By Nora Fitzgerald
During the month of April, it is important to recognize the incredible work that lead to its declaration as Sexual Assault Awareness Month in 2009. Sexual assault is something that may not happen to everyone, but everyone can learn how to better support those affected by sexual violence.
The push for sexual assault awareness and gender-based violence was championed by women in the early 1900s, although much of this work can be attributed to women of color. Women of color, including Ida B. Wells and Rosa Parks, dedicated their adult lives to combatting both race-based and gender-based discrimination.
Open discussion about sexual violence was not common during this time, but activists began to challenge the norm in order to raise more awareness to this issue.
In most recent years, support for the movement has grown following national headlines like the #MeToo movement, the Brock Turner investigation and the Larry Nassar investigation.
According to RAINN (Rape, Abuse, & Incest National Network), an American is sexually assaulted every 73 seconds. Despite being such a frequent crime, only 5 out of every 1,000 perpetrators of sexual assault will be convicted.
Although activists and organizations have made significant progress in drawing attention to this issue, there is still a lot of work to be done. Sexual assault awareness month reminds us that each survivor’s story is different and not all victims are the same.
When they hear “sexual assault”, most people picture a male offender and a female victim. While that describes many situations, it is important to recognize that anyone can be affected by sexual violence. People with disabilities, men, the elderly and gender non-conforming individuals are just some examples of groups who experience unique struggles coping with their trauma.
Unfortunately, many of these survivors do not receive the support they need following an assault. Many people from marginalized groups or individuals who may not appear to be a “typical victim” face judgement, aren’t taken seriously, or are blamed for their situation.

**Brief**: List every group that the article on Sexual Assault Awareness Month names as an example of people who face unique struggles coping with their trauma.

Dataset excerpts on pointing to objects

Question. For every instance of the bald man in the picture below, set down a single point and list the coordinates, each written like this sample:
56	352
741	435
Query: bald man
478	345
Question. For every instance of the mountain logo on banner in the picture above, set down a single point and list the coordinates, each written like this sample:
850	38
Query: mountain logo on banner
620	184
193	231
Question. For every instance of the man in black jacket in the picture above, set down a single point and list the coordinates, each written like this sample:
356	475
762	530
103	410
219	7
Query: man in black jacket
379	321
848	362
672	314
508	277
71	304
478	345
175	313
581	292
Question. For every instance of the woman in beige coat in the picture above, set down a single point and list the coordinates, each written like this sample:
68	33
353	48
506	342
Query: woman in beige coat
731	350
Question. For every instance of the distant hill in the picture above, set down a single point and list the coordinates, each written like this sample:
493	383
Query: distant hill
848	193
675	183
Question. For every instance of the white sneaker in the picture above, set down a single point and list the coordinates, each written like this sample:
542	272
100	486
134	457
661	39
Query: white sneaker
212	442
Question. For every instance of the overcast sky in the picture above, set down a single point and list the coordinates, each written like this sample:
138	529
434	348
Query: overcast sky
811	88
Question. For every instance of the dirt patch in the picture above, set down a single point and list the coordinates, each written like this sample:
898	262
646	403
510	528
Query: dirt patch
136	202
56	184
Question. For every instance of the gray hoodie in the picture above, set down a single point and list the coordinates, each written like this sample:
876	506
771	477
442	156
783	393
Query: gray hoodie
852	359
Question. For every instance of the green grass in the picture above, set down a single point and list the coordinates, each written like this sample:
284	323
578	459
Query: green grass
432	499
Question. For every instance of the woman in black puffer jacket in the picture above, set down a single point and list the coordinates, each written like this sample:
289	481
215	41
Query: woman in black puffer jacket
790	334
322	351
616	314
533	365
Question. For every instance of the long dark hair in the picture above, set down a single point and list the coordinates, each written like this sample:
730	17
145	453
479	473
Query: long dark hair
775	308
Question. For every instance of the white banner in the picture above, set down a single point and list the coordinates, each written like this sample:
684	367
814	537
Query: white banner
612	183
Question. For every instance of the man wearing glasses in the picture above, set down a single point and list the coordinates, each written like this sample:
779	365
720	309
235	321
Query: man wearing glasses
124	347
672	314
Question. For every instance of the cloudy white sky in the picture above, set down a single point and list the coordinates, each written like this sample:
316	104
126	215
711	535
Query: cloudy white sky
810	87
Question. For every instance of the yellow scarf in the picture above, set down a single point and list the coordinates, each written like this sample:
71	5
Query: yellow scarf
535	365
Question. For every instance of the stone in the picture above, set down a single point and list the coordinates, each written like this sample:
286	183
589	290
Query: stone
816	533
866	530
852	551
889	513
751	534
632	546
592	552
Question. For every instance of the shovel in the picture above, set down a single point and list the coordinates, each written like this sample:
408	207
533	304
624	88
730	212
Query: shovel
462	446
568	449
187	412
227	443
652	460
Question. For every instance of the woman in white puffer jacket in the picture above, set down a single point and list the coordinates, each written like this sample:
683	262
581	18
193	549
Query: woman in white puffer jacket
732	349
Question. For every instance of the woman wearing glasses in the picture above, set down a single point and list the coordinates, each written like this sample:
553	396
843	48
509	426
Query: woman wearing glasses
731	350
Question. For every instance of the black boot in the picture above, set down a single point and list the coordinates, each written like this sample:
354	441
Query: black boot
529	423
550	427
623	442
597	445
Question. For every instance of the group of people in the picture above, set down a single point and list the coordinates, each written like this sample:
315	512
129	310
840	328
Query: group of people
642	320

**Task output**: People with disabilities, men, the elderly, gender non-conforming individuals